══ DATA TO USE ══

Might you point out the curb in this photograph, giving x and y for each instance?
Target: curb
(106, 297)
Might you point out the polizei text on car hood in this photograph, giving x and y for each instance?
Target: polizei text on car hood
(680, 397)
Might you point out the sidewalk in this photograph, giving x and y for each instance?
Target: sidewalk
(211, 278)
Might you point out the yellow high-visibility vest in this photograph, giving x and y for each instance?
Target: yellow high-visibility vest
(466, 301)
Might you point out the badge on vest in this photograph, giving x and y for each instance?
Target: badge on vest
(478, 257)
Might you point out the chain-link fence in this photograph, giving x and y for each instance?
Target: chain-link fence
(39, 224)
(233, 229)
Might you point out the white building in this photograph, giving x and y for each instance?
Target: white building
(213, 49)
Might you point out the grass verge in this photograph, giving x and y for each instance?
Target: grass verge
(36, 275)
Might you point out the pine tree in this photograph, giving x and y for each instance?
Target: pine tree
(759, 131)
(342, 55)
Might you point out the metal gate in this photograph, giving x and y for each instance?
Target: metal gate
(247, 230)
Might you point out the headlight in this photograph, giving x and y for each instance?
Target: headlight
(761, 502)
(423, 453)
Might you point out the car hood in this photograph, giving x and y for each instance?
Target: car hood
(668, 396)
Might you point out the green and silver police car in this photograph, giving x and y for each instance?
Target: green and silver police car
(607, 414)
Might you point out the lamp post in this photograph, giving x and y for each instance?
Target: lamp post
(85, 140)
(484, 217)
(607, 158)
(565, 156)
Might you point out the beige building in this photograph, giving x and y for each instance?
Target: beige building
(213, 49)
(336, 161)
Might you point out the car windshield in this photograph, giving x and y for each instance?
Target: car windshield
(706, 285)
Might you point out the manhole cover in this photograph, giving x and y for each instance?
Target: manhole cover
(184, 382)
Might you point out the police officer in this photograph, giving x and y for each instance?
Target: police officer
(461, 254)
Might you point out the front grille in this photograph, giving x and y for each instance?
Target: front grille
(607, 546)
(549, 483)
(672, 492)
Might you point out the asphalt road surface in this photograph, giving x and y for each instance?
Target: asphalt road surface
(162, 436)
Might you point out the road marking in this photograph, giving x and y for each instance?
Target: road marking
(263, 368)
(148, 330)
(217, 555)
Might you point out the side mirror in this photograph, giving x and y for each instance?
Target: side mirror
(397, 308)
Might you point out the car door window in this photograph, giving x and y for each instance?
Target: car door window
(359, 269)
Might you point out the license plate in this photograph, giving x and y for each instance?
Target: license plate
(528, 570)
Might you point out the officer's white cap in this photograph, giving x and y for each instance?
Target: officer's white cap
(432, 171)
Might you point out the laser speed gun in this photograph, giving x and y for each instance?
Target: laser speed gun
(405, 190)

═══

AIM OF THE EXERCISE: Repeat all the entries word for word.

FINISHED ANSWER:
Might you point out the curb in this photograph, giving x and y for each instance?
Target: curb
(106, 297)
Might you point out the polizei text on car hood in this photograph, giving x and y for each instance?
Target: polizei text on car hood
(680, 397)
Might you point out the sidewalk in this photograph, giving x and y for each instance?
Target: sidewalk
(211, 278)
Might you point out the yellow high-visibility vest in this photograph, giving x and y for each instance?
Target: yellow high-visibility vest
(466, 301)
Might you point out the badge on vest in this photograph, giving x and y for each instance?
Target: badge on vest
(478, 257)
Might you point out the chain-link fence in this photograph, giving x and y for each instance?
Target: chain-link fence
(39, 224)
(233, 229)
Might you point out the white building in this photograph, giving x and y for each instance?
Target: white building
(213, 49)
Might you point out the grass verge in this photograph, giving x and y for each instance?
Target: grass verge
(36, 275)
Might you point out the pine tree in this photograph, giving x and y for each instance?
Target: pine tree
(759, 131)
(342, 55)
Might you point out the metal gate in this photograph, giving x and y for each instance?
Target: metal gate
(247, 230)
Might you point out the headlight in this photograph, giving x and y for each instance?
Target: headlight
(761, 502)
(423, 453)
Might you point out the car hood in this photograph, giving x and y for each instance?
Target: car hood
(668, 396)
Might you point out the green and silver police car in this photograph, giving x and y for each instance?
Target: green and silver police car
(607, 414)
Might you point out the lamp post in this photograph, giving x and y for each instance?
Target: lamp post
(85, 140)
(484, 217)
(607, 158)
(565, 156)
Might you point out the beige building in this photograph, giving x and y for each instance?
Target: beige building
(213, 49)
(336, 161)
Might you point out the car windshield in this photograph, giving x and y for each instance?
Target: car windshield
(706, 285)
Might you point out the manhole cover in this photograph, giving x and y for each instance?
Target: manhole cover
(184, 382)
Might you point out the police officer in this photograph, giving x and y for each instance?
Target: police officer
(461, 254)
Might you point out the front grille in this photograph, giving x and y for each instance?
Target: front grille
(607, 546)
(549, 483)
(672, 492)
Might you point out the asphalt road surface in this photograph, giving x and y for each instance?
Target: asphalt road surface
(162, 436)
Might you point out the road marking in this photograph, giving x and y for each instance?
Target: road marking
(263, 368)
(148, 330)
(217, 555)
Might you point out the side mirror in this photograph, giving x and y for each instance?
Target: side mirror
(397, 308)
Might you point out the car door window in this photograph, giving x and y for each instance?
Target: car door window
(359, 269)
Might you point out the license plate in this photograph, giving x and y for each instance?
Target: license plate
(528, 570)
Might you point out the officer's white cap in this photograph, giving x and y for each instance?
Target: officer's white cap
(432, 171)
Might you point out the laser speed gun in this photograph, giving x and y for each instance?
Target: laser speed gun
(405, 190)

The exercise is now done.